START Material to process

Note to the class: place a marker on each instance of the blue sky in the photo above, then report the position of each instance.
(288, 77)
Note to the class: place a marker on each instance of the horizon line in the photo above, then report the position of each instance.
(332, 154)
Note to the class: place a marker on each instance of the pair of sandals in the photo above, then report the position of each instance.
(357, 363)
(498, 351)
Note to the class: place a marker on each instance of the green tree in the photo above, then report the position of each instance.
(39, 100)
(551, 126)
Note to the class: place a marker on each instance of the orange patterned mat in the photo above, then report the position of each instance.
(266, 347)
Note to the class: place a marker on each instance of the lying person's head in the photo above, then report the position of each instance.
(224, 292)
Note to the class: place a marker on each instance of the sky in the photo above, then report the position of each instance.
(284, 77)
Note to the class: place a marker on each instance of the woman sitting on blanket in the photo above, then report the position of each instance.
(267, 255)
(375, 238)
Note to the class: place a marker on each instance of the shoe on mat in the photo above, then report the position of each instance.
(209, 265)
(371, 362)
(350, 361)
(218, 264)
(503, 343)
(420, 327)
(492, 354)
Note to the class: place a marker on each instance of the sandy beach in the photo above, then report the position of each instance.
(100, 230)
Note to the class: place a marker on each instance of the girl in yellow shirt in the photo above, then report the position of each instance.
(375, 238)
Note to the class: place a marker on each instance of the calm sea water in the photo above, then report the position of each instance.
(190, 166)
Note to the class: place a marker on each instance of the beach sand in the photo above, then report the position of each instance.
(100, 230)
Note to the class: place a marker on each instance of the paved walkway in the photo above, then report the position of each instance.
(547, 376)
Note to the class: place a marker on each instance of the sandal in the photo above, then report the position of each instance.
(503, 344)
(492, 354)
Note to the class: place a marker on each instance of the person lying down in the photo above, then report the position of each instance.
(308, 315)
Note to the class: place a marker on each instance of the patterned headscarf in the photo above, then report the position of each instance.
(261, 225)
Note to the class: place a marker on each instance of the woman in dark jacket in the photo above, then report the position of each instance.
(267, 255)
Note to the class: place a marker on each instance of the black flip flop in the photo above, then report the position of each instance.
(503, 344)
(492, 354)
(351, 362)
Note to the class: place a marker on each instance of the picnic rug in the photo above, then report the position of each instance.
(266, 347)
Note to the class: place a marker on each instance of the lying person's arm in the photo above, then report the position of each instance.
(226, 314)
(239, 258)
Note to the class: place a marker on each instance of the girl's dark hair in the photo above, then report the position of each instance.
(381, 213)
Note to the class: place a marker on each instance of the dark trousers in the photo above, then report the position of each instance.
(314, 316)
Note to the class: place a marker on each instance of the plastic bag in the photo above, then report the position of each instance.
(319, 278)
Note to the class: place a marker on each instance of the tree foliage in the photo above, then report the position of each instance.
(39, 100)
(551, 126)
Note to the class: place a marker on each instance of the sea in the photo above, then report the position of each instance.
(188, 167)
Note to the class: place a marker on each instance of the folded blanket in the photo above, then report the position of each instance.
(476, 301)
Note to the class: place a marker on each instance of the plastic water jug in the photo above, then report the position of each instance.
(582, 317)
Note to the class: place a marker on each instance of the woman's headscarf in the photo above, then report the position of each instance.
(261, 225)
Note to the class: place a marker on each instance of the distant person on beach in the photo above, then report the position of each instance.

END Material to process

- _Task requirements_
Starting at the line that contains "of the tree", write out every line through the last one in the data above, exactly as it stands.

- _Solution for this exercise_
Note to the class: place a marker on each instance of the tree foliage in the photo above, then report the position of each instance.
(39, 100)
(551, 126)
Note to the class: place a marker on each instance of the sea in the photo above, then report the position of each instance.
(188, 167)
Note to the class: place a marker on each instance of the folded blanket in the photo above, then report the position of each instance.
(476, 301)
Note to the class: place a marker on each instance of the plastic water jug in the photo above, then report the position of each instance.
(582, 317)
Note to the class: place a marker on each instance of the woman's headscarf in the photo above, then report the position of each instance.
(261, 225)
Note to the class: place a marker on each instance of the distant person on beach in the photo above, then report the position of each instance.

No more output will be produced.